Document segment below:

New Alarm Clock app has math problem for snooze bar

Oh, woe unto the alarm app that fails to wake up the person reviewing it–two days in a row. Further woe when it goes off in the middle of a phone conversation, forcing me to hang up my call and deal with it. More woe, still, when I go to a page on the developer’s Website, and my browser declares that the site contains malware that may try to do bad things to my computer.

You see where this is heading? Alarm Clock PlusV2 has some nice features, but in no way do they make up for the many woes.

The standard Android alarm has been my choice for the past year. I’ve found it incredibly reliable, and generally it does what I need it to do. That said, there’s always room for improvement. I liked the idea of advanced features, so I decided to see what some third-party apps had to offer. Alarm Clock PlusV2 was the first I tried.

What attracted me to Alarm Clock PlusV2 was the claim that its alarm music could start soft and gradually increase in volume. It also promised users the option to wake up to full albums or playlists. The first two days I used the app, it worked really well, and waking up was much less like being electrocuted.

End of Document segment.

# Problem 1:
According to the alarm clock app review, why did the reviewer start trying third-party alarm apps despite being satisfied with the standard Android alarm? Answer in one to three sentences.
# Problem 2:
Write the next part of the alarm clock app review, picking up after its final sentence.
The rows that come next have no connection to the alarm clock app review.

Given entries below:

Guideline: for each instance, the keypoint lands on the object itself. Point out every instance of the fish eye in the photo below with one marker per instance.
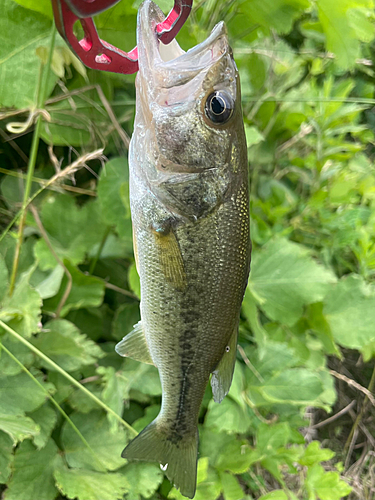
(219, 107)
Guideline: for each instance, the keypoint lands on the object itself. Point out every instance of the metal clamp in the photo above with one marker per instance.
(98, 54)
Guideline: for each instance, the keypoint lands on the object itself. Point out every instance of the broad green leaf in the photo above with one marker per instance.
(207, 489)
(275, 495)
(139, 377)
(42, 6)
(284, 278)
(61, 341)
(72, 231)
(142, 479)
(6, 457)
(33, 473)
(341, 30)
(19, 64)
(325, 485)
(227, 417)
(3, 278)
(315, 454)
(18, 427)
(277, 14)
(83, 403)
(114, 391)
(86, 291)
(106, 444)
(113, 194)
(295, 386)
(230, 488)
(253, 136)
(236, 456)
(271, 437)
(90, 485)
(20, 393)
(7, 365)
(46, 418)
(22, 311)
(350, 312)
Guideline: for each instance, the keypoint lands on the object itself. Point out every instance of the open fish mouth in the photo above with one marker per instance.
(169, 65)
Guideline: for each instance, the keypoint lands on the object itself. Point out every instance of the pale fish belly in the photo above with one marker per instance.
(188, 330)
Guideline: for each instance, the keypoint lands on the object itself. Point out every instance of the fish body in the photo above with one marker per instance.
(190, 213)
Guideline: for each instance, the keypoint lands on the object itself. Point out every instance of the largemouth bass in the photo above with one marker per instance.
(190, 213)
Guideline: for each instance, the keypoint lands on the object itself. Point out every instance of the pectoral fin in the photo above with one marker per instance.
(134, 346)
(222, 376)
(170, 258)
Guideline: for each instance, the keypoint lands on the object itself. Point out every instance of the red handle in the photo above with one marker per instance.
(98, 54)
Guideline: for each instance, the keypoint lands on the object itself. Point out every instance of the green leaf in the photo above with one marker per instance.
(42, 6)
(113, 194)
(142, 479)
(48, 284)
(7, 365)
(227, 417)
(33, 473)
(253, 136)
(6, 456)
(22, 311)
(87, 291)
(107, 445)
(277, 14)
(20, 393)
(19, 64)
(72, 231)
(295, 386)
(275, 495)
(340, 30)
(61, 341)
(18, 427)
(315, 454)
(325, 485)
(115, 387)
(89, 485)
(134, 281)
(46, 418)
(235, 456)
(284, 278)
(350, 312)
(230, 488)
(271, 437)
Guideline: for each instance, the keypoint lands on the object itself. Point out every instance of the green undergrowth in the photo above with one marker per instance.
(297, 422)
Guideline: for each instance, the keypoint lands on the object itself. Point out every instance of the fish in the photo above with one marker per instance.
(189, 200)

End of Given entries.

# Answer box 1:
The standard Android alarm had been reliable and generally did what the reviewer needed, but the reviewer felt there was always room for improvement. The idea of advanced features was appealing, so the reviewer decided to see what third-party apps offered.

# Answer box 2:
The other thing that drew me to the app was an option that forces you to solve some math problems before the alarm will shut off, thus making sure that your brain is actually awake. You can choose the number of problems to answer, as well as their difficulty. It has some other nice features, too; for one, it mimics Android’s Dock Mode, which might be nice for the vast majority of folks who don’t have a physical dock.

Unfortunately, though, things turned sour rapidly. On the third and fourth days of use, the alarm failed to sound. I thought it was my error the first time, but when it happened again I knew something was wrong. I discovered a bug wherein when I switched my alarm from a song to an album it somehow reset the maximum alarm volume to zero. Zero! Sometimes it does so, and sometimes it doesn’t. That by itself was enough to ruin this app for me.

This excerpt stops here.